Objective: Starting at the line with "Mark one point on each instance of the stained glass window", transcribe each line through the final one, both included, and add nothing.

[start Records shown]

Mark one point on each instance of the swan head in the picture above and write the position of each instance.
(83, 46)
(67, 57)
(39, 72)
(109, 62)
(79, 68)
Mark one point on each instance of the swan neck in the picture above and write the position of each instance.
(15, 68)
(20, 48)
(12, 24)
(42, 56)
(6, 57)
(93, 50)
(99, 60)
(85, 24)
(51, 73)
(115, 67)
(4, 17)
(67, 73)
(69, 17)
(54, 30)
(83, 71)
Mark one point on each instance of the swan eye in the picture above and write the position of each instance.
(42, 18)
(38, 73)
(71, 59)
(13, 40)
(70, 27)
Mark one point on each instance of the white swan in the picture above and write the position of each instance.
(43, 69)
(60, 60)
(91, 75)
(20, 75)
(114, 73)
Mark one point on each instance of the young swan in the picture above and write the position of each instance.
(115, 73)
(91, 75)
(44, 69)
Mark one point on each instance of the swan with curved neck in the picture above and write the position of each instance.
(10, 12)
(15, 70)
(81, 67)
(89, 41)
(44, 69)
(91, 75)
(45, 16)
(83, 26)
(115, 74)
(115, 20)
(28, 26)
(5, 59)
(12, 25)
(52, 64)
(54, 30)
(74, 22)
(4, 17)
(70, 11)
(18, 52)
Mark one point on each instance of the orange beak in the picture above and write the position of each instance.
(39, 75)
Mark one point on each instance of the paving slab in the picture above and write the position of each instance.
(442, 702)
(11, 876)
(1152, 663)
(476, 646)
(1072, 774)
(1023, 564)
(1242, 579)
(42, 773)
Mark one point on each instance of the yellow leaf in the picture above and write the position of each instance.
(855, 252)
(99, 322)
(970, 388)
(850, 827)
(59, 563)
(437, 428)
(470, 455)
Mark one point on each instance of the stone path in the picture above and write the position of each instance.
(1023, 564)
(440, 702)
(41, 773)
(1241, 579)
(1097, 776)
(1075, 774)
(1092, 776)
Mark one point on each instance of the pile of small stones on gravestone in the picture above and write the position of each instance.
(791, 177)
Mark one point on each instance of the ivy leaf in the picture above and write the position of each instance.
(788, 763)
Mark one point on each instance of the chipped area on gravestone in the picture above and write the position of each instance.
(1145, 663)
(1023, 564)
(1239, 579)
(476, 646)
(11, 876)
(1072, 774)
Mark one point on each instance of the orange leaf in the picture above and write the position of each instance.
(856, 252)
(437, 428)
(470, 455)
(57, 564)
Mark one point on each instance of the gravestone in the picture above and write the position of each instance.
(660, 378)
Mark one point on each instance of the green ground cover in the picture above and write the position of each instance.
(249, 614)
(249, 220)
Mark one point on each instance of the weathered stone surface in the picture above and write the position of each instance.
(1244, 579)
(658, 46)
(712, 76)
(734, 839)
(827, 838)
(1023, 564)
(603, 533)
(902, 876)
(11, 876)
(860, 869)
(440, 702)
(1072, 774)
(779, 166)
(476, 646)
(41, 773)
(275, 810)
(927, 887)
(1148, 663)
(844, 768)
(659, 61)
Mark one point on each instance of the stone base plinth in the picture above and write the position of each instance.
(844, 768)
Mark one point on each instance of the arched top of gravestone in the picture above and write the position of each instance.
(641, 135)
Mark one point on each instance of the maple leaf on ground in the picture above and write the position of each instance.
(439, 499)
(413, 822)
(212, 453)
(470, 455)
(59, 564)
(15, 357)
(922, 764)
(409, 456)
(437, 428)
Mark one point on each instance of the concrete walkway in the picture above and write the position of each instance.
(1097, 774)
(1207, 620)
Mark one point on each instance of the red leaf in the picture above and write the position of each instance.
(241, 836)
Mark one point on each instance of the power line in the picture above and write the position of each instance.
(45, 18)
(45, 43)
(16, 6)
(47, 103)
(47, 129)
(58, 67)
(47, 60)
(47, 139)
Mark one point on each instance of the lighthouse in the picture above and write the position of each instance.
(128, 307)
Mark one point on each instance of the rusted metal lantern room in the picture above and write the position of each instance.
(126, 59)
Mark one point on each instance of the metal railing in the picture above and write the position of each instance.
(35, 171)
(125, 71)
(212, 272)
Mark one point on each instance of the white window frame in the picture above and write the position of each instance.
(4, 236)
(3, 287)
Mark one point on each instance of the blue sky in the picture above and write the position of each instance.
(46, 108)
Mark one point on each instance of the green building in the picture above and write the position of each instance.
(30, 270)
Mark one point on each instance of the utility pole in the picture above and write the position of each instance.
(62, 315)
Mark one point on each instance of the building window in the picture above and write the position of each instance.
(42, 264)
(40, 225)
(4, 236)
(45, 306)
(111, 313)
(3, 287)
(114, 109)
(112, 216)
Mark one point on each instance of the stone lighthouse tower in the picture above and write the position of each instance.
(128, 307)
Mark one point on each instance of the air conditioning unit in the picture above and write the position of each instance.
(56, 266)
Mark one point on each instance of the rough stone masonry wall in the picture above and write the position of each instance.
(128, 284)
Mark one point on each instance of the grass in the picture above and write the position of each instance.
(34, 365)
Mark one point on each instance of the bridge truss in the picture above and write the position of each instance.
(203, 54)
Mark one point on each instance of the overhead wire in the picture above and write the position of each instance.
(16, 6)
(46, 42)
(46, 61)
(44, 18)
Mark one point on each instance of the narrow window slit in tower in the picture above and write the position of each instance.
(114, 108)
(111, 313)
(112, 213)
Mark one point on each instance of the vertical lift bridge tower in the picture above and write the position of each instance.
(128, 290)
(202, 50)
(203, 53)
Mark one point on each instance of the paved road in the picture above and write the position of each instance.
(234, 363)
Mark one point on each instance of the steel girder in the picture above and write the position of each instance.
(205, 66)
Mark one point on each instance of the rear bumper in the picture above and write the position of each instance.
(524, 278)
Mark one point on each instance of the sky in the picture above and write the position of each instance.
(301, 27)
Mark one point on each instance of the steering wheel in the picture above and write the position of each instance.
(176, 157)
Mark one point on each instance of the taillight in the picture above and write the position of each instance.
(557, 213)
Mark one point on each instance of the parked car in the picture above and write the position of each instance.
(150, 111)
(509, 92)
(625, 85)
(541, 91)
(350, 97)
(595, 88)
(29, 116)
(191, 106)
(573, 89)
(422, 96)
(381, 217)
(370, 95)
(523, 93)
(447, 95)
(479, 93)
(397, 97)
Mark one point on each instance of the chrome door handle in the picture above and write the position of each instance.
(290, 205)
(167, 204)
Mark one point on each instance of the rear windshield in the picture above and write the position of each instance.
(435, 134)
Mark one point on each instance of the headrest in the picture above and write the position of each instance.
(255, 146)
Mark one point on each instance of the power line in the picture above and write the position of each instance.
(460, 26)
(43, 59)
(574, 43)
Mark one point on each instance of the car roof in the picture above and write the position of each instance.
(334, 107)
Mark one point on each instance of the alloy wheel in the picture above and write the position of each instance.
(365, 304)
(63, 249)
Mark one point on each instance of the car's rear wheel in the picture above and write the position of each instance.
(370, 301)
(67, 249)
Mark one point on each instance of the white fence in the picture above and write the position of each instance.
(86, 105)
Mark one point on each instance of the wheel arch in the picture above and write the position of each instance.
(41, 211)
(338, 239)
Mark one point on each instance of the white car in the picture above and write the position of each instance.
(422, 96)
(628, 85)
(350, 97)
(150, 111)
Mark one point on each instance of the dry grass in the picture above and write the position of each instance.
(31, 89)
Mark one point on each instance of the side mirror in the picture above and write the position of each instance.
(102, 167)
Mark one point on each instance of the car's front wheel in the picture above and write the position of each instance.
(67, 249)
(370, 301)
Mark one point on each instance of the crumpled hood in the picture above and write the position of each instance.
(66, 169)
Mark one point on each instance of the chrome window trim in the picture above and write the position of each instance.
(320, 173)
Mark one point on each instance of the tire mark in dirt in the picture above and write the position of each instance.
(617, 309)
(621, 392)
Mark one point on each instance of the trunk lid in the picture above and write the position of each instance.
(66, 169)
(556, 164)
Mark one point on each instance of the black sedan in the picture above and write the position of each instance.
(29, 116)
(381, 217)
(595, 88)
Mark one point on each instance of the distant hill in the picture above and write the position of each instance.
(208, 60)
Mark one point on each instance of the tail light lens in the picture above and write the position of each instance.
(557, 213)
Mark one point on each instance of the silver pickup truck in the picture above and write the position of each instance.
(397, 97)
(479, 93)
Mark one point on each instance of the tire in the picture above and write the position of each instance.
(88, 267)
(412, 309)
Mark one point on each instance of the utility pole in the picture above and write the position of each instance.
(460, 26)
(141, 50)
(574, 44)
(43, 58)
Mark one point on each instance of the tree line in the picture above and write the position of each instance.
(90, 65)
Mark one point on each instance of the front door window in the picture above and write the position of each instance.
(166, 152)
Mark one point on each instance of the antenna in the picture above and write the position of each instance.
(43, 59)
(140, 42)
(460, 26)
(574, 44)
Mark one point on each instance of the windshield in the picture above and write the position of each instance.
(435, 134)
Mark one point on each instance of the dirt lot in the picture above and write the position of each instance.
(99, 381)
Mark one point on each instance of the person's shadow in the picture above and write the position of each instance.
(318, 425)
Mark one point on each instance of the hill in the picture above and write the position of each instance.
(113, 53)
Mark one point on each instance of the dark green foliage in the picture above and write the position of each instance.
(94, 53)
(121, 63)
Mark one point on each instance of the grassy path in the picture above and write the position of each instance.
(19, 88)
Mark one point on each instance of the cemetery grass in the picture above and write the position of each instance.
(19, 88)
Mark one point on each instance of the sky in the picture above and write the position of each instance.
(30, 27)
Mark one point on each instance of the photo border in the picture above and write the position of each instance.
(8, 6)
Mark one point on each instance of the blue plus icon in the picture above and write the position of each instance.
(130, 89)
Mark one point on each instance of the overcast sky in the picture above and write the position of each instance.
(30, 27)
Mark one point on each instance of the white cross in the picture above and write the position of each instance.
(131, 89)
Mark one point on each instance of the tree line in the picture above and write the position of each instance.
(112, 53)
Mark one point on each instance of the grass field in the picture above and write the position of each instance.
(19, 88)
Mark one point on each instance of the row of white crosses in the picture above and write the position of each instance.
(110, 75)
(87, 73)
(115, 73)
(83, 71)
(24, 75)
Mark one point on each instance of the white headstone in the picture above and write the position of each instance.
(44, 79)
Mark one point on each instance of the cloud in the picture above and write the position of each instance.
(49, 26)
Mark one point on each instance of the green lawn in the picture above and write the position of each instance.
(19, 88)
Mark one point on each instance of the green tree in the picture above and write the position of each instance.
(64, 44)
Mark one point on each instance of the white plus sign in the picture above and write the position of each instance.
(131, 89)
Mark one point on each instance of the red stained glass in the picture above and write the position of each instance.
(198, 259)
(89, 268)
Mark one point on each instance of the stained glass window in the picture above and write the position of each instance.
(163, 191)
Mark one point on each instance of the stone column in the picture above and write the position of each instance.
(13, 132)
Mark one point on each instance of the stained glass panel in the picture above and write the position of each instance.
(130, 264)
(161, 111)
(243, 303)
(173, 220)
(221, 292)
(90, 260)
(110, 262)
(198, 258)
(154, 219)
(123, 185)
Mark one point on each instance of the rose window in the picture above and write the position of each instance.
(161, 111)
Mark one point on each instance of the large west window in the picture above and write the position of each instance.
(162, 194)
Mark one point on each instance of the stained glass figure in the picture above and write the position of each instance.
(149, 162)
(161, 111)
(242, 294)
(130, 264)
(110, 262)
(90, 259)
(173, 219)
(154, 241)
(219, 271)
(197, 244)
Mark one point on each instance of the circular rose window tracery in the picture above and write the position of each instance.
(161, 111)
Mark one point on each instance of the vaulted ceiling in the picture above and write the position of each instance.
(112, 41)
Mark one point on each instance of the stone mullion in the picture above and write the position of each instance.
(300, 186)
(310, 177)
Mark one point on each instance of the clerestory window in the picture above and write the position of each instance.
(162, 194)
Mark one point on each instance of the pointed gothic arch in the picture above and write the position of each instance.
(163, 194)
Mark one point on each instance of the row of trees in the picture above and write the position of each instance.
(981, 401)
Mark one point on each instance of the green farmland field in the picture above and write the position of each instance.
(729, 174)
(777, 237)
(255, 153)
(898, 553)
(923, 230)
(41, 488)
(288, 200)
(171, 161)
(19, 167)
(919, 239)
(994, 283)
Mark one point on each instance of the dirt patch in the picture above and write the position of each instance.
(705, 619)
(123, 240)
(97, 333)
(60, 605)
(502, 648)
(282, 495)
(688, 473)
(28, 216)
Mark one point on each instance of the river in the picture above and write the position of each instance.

[end Records shown]

Exercise answer:
Mark one point on each instance of the stained glass window in the picture above and write the position of each instance.
(163, 191)
Mark one point on each instance of the stone column in the picture above and write the position of each instance.
(13, 132)
Mark one point on each instance of the stained glass panel in the picture above and write the position of each instance.
(130, 264)
(161, 111)
(243, 303)
(173, 220)
(221, 292)
(90, 260)
(110, 262)
(198, 258)
(154, 219)
(123, 185)
Mark one point on each instance of the rose window in the picture above and write the position of each instance.
(161, 111)
Mark one point on each instance of the large west window in the picture above and write the position of each instance.
(162, 194)
Mark one point on each instance of the stained glass figure in the picture above and write the position of each instance.
(149, 162)
(161, 111)
(242, 294)
(130, 264)
(110, 262)
(90, 259)
(173, 219)
(154, 241)
(219, 271)
(197, 244)
Mark one point on each instance of the circular rose window tracery in the picture above and write the position of each instance.
(161, 111)
Mark one point on each instance of the vaulted ceiling in the picture above and write the position of each instance.
(112, 41)
Mark one point on each instance of the stone mullion in the picture above and write the position of each instance.
(300, 186)
(310, 177)
Mark one point on each instance of the clerestory window in the picture above and write the position of each instance.
(162, 194)
Mark one point on each instance of the pointed gothic arch in the picture above and write the position of each instance.
(163, 194)
Mark one point on each instance of the row of trees in the picture above and write the position of each instance.
(981, 401)
Mark one point on each instance of the green farmland field in the picture above and write the position of each instance.
(729, 174)
(777, 237)
(255, 153)
(898, 553)
(923, 230)
(41, 488)
(288, 200)
(171, 161)
(19, 167)
(919, 239)
(994, 283)
Mark one point on each instance of the dirt patch in the picture above and write the position of each instance.
(705, 619)
(123, 240)
(97, 333)
(60, 605)
(502, 648)
(282, 495)
(688, 473)
(28, 216)
Mark one point on each instance of the river in the picture above and write the position of each instance.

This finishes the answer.